%%

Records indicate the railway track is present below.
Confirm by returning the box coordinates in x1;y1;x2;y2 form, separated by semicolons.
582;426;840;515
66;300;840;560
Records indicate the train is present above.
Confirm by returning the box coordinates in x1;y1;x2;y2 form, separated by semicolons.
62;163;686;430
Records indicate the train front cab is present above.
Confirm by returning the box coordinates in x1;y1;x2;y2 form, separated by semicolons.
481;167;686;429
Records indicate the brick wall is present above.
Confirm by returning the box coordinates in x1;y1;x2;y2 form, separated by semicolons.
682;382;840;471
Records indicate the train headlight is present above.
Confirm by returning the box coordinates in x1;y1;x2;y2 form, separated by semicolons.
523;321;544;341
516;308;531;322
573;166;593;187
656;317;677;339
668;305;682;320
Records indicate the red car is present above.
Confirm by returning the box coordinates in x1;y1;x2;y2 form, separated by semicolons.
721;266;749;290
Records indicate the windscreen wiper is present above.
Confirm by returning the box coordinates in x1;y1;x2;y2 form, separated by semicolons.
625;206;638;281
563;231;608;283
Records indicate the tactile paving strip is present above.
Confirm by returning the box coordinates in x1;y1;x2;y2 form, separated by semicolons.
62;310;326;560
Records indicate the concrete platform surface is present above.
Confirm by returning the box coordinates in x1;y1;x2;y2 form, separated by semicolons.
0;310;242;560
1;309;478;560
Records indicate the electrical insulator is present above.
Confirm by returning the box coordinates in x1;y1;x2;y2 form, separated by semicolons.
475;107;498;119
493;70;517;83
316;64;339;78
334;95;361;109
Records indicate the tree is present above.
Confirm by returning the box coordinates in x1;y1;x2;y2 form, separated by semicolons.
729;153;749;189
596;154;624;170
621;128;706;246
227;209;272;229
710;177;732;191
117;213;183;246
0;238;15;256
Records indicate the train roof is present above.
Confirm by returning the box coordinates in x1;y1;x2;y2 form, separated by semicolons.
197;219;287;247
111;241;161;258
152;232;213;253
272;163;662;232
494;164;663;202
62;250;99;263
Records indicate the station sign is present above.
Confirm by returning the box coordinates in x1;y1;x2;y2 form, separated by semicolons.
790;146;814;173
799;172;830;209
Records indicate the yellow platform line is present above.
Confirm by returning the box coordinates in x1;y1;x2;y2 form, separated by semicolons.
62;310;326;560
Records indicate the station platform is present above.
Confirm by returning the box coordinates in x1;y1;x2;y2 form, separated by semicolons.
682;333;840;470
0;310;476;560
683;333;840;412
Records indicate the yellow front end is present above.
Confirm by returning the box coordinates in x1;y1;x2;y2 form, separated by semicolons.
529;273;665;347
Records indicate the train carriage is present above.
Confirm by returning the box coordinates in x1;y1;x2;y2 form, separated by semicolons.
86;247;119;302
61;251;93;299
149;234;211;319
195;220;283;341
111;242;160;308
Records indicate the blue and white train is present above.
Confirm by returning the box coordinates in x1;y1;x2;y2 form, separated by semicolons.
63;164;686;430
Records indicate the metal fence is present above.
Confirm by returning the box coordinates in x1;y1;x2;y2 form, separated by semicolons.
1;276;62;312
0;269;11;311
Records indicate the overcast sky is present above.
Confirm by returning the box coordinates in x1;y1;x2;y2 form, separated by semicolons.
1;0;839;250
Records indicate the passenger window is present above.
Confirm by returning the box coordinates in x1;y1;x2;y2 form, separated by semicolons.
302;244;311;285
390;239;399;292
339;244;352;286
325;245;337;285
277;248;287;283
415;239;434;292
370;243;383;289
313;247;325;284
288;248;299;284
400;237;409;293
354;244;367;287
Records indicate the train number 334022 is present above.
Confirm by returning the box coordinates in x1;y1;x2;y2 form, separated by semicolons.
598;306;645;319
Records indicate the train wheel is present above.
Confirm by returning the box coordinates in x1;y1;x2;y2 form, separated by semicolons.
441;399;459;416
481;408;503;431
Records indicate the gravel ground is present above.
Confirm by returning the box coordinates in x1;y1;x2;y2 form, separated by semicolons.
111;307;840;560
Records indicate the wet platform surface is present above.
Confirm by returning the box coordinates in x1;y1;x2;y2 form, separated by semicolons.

%%

> [TASK REQUIREMENTS]:
Tally the lines of the material above that include the string "platform", then give the number with no other text.

> [COMPLETED TASK]:
4